# [REQUIRED WORK]
Return every line of the entries below verbatim, omitting the pictures.

☆ ☆ ☆ ☆ ☆

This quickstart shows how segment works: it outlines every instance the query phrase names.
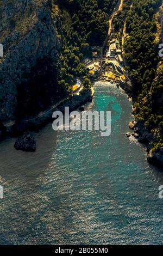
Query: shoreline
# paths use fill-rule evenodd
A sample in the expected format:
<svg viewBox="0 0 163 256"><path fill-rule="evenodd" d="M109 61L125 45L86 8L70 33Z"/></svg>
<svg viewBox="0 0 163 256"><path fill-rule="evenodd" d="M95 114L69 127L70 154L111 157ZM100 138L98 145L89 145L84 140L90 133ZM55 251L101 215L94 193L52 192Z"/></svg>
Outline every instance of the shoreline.
<svg viewBox="0 0 163 256"><path fill-rule="evenodd" d="M92 87L83 95L73 95L70 98L61 101L56 107L50 108L42 115L39 115L29 120L23 120L20 123L15 123L13 125L5 127L5 134L1 138L1 141L8 137L17 137L22 135L27 131L39 132L39 130L47 124L53 121L52 114L54 111L60 111L64 113L65 107L69 107L70 111L73 111L83 105L91 102L95 94Z"/></svg>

☆ ☆ ☆ ☆ ☆

# [RESULT FOR THIS TASK]
This quickstart shows how segment works: it outlines every instance the query phrase names.
Query: shoreline
# paths use fill-rule evenodd
A sample in the expected format:
<svg viewBox="0 0 163 256"><path fill-rule="evenodd" d="M109 61L125 45L86 8L70 33Z"/></svg>
<svg viewBox="0 0 163 256"><path fill-rule="evenodd" d="M95 114L69 127L70 154L111 157ZM100 138L98 145L89 145L84 140L90 133ZM55 251L101 215L94 193L52 192Z"/></svg>
Outline every instance of the shoreline.
<svg viewBox="0 0 163 256"><path fill-rule="evenodd" d="M92 87L83 95L73 95L70 98L61 101L56 107L50 108L42 115L39 115L29 120L23 120L20 123L15 123L13 125L5 127L5 134L1 138L1 141L8 137L17 137L22 135L27 131L39 132L39 130L47 124L53 121L52 114L54 111L60 111L64 113L65 107L69 107L70 111L73 111L83 105L91 102L95 94Z"/></svg>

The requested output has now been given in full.